Input for this task:
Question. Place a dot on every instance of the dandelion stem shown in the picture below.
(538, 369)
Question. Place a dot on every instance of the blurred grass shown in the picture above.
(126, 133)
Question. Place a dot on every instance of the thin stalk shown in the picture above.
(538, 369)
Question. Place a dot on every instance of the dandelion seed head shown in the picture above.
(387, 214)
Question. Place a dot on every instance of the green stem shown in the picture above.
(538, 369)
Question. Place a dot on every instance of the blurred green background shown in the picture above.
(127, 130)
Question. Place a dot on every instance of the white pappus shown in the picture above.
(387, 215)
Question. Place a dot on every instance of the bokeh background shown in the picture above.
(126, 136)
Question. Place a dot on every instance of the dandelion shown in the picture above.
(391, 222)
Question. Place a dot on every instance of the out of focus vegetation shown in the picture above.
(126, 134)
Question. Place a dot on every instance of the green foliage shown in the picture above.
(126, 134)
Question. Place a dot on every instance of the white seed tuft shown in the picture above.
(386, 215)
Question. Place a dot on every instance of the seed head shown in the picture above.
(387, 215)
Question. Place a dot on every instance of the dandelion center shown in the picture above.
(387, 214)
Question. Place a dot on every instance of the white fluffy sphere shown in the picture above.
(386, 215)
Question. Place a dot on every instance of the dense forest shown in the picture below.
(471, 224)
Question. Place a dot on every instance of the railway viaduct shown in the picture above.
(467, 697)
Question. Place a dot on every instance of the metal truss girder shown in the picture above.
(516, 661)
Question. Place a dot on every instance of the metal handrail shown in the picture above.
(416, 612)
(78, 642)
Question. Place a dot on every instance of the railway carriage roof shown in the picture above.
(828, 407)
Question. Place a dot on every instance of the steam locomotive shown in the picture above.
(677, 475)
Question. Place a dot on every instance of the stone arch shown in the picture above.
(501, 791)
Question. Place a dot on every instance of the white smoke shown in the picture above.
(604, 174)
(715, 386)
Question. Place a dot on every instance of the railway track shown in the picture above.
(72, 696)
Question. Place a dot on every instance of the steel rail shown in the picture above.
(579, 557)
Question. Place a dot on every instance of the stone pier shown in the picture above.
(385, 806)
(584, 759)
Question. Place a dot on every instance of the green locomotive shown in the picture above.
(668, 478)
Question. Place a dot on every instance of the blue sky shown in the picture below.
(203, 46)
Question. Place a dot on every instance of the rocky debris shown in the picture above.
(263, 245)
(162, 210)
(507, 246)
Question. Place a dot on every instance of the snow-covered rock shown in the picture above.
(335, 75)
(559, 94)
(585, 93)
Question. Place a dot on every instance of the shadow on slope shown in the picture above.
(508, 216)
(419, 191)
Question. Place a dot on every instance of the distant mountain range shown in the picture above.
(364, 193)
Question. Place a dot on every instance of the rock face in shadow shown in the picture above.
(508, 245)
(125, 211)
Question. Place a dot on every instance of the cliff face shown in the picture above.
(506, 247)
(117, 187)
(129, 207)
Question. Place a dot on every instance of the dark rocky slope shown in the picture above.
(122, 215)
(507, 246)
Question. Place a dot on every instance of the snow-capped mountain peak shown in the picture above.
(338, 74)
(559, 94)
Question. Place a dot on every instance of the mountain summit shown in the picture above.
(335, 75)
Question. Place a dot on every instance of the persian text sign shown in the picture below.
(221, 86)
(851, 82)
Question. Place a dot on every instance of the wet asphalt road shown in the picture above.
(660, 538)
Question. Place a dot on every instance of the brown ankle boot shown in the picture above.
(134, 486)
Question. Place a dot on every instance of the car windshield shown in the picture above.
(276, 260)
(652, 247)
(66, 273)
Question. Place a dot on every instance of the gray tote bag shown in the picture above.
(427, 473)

Short exercise: Exactly as written, give the line containing "Question. Place a dot on every instance of the rock face" and all remaining lines of the records.

Complete response:
Question. Place a dot on every instance of the rock face in shadow shown in the picture above.
(508, 245)
(125, 211)
Question. Place a dot on every instance of the cliff face shown in the picture above.
(506, 247)
(117, 187)
(129, 207)
Question. Place a dot on every instance of the dark rocky slope shown in the picture above.
(122, 215)
(507, 246)
Question. Place a dot on every instance of the snow-capped mountain peak shown in the picture above.
(338, 74)
(559, 94)
Question. Place a dot on every instance of the mountain summit shown in the picture above.
(335, 75)
Question. Place a dot on every instance of the persian text sign shown in the picture below.
(221, 86)
(851, 82)
Question. Place a dot on every instance of the wet asphalt road shown in the picture above.
(660, 538)
Question. Place a dot on every instance of the brown ankle boot shown in the picture above.
(134, 486)
Question. Place a dot on every instance of the car windshield shown in the picture above.
(276, 260)
(652, 247)
(66, 273)
Question. Place a dot on every instance of the gray tote bag shown in the picture above.
(427, 473)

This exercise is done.